WHAT TO DO.
All pictures are to be excluded when the data below is output verbatim.

STUDY MATERIAL.
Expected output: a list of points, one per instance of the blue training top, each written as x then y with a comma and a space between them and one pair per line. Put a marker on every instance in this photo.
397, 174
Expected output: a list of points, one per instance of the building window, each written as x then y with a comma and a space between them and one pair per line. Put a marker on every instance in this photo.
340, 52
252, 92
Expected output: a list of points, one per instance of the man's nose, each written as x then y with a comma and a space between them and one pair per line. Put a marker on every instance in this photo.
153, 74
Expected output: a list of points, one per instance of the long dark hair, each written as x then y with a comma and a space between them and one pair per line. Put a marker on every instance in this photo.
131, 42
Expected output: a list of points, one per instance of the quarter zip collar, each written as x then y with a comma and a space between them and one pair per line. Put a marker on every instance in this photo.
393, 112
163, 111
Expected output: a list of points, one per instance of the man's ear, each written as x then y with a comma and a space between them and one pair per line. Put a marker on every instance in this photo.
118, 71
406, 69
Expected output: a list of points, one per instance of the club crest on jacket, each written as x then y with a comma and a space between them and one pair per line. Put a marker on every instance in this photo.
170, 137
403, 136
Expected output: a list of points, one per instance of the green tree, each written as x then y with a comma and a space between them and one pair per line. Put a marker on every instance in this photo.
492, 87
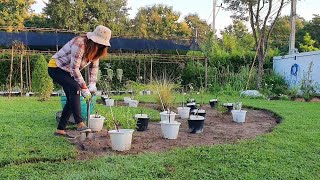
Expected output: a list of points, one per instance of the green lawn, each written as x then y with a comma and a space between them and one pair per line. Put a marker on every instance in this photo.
291, 151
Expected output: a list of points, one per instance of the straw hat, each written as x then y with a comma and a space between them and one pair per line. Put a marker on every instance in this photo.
100, 35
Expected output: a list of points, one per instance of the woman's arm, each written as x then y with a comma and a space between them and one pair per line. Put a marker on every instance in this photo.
93, 71
77, 51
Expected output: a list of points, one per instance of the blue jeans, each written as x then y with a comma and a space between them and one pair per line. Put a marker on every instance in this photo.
72, 90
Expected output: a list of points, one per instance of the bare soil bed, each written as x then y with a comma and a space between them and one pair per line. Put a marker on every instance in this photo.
218, 129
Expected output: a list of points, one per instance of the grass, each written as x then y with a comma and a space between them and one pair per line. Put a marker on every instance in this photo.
290, 151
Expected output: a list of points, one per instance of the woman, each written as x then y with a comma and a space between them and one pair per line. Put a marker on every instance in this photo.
65, 66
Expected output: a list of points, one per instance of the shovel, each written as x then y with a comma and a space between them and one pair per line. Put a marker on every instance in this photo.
88, 135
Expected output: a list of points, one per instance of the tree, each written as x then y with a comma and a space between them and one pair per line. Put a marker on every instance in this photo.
308, 44
160, 21
86, 15
311, 27
13, 13
281, 33
238, 35
195, 23
261, 12
41, 82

RESPONSE TO THE TASK.
Expected output: a list of points, one per instance of the blue training top, each written as x then y with a comma and a space between them and one pair per line. Put a marker on every instance in this photo.
397, 174
Expected output: a list of points, one per instance of the building window, each written as x then y with a comma and a space between them and one pair per line. Put a marker on every instance in this photo.
340, 52
252, 92
Expected output: a list of points, one per instance of the man's nose, each written as x then y with a comma and a space between them and one pair per line. Put a marker on every instance in this photo.
153, 74
Expected output: a list of points, one per instance of the long dark hair, each written as x then y with a comma and a space between them and one pair per line. Put a marker on every instance in this photo.
131, 42
Expected output: a list of points, one per instance of the quarter zip collar, each written as x then y with a comma and a space between them and one pair per line. Put a marker on every instance in this photo.
393, 112
163, 111
Expected output: a list of points, one per instance of the man's ear, each written as x then y with a comma and a space between them and one pair per line. Put a marker on every instance in this photo.
118, 71
406, 69
Expected output: a list of points, one per instance of the club crest on jacket, each written as x then y with a comma and a space between them and one pair per line. Put a marker on every instance in this photo.
170, 137
403, 136
Expected output: a list of points, one per instance of the green tree, each written as x then y with a comma and a space between them and one pair per line. Put a marker on every instance in this photo.
492, 87
Expected output: a list of points, one per instance of the green lawn, each written as x then y with a comma and a space between them and one pair per line. Put a marker on every instance in this photo.
291, 151
Expected output: a list of points, one per instance of the straw hat, each written as x then y with a comma and a space between them and one pair per line. Put a marker on every instance in this photo.
100, 35
Expected output: a list of points, one per instance of the woman's arm, each written as x then y with a comma and a space between them and one pair per line. Put a marker on every instance in this photo.
93, 71
77, 51
Expected output: a list of points, one per instance of the blue jeans, each written as x then y with a comma and a space between them and one pair per line. Put a marker on every instance in this photo.
72, 90
Expected output: a list of points, one per instance of the bare soil bed, each written as x then y with a comma and a space between them and one pair per line. Put a marker on every instance in this photo.
218, 129
Expected output: a list of points, one per instance of the grass, each written as x then y with a comma and a space between them and one pair per line. Put a marker on every instance in this photo.
290, 151
Expected output: a list of points, one per instance of the woman, each written as x then y with a comma and a space between them and one pair per line. Put a marker on every instance in this photo.
65, 66
Expected output: a list of points, one per instance of the shovel, each written as x then y with a comma and a space between them and one pair per line. Put a marker on every instance in this photo.
88, 135
Expected output: a list of points, one per instance of the tree, each written as x then y with a comma and a space between them and one pair per line. Put a marker on every instance in this photo.
308, 44
160, 21
86, 15
311, 27
13, 13
281, 33
238, 35
195, 23
261, 12
41, 82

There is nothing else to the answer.